→ **Required work**
Could you set down exactly the lines in the records below between the line holding "Please identify the rock face" and the line holding "Please identify the blue", inclusive?

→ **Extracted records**

:::::

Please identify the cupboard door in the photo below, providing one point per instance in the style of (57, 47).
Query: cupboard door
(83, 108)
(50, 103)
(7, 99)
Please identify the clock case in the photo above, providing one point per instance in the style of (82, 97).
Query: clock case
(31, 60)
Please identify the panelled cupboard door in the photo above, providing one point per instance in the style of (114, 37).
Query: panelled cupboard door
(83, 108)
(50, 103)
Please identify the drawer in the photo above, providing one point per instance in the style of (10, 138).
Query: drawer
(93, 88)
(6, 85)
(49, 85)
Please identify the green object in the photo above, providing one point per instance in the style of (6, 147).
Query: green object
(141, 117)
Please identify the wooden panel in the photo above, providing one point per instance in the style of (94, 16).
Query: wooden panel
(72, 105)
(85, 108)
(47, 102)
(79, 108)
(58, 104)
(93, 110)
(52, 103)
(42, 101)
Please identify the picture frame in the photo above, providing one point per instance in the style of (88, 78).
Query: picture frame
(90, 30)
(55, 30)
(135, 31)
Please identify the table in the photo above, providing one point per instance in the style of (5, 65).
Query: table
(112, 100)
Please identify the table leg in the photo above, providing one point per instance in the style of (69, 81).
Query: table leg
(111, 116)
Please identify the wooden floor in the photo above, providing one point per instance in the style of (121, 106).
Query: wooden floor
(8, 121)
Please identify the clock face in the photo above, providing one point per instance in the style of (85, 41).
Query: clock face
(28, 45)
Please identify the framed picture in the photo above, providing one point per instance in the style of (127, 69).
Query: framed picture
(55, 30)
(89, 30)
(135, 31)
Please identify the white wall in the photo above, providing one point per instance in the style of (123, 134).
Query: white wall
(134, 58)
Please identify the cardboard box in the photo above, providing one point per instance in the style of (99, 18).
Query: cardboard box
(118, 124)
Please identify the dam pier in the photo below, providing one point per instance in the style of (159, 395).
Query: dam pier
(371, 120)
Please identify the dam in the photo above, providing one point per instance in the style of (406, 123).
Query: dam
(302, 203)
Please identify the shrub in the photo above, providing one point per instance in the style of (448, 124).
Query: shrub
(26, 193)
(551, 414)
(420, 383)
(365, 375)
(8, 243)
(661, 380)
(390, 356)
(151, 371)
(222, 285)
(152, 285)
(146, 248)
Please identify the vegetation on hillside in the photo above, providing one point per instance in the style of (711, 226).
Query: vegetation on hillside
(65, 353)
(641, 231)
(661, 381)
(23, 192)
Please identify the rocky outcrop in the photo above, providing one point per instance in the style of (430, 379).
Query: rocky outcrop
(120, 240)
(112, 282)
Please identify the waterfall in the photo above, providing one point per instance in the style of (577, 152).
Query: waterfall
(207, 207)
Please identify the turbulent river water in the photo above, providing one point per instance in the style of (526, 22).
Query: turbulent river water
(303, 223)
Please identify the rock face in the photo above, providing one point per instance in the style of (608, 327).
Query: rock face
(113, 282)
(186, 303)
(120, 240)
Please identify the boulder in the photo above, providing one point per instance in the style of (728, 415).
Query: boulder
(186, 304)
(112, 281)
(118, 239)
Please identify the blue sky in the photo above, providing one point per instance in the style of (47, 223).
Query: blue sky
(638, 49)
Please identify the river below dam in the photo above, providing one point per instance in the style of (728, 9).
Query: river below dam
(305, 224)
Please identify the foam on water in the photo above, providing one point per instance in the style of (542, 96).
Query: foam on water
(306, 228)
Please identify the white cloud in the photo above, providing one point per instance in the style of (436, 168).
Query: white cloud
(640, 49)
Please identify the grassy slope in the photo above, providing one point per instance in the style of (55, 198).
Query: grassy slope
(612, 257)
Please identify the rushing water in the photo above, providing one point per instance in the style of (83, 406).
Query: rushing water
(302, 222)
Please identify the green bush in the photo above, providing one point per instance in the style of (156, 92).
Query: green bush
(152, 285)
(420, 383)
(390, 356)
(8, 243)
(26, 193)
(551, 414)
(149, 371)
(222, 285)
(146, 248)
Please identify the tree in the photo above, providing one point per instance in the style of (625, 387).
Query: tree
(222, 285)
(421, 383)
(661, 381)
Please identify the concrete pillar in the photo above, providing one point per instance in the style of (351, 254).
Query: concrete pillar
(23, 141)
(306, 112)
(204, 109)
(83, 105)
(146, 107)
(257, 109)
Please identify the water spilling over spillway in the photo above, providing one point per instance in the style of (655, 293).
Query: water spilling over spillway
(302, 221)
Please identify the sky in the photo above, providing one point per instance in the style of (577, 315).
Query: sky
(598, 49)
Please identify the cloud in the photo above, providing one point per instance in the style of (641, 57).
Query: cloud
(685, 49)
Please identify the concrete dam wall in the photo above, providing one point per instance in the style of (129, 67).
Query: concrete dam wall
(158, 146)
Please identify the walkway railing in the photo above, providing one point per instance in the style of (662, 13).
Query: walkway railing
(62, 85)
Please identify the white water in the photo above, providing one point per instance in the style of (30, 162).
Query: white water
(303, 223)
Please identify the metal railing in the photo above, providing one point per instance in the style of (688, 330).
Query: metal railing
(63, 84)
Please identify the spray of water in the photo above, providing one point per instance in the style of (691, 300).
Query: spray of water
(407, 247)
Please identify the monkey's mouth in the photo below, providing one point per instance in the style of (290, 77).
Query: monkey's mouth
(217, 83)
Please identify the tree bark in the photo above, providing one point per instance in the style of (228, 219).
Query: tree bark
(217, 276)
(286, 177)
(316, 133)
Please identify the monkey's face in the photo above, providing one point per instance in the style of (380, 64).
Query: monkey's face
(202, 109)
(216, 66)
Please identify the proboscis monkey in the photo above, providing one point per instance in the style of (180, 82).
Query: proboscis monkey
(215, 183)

:::::

→ **Solution below**
Please identify the rock face in the photo above, providing one point per instance in the style of (608, 327).
Query: rock face
(113, 282)
(186, 303)
(120, 240)
Please identify the boulder in the photo above, providing one point per instance in the style of (728, 415).
Query: boulder
(186, 304)
(112, 281)
(118, 239)
Please identify the blue sky in the photo above, providing one point per instance in the style of (47, 223).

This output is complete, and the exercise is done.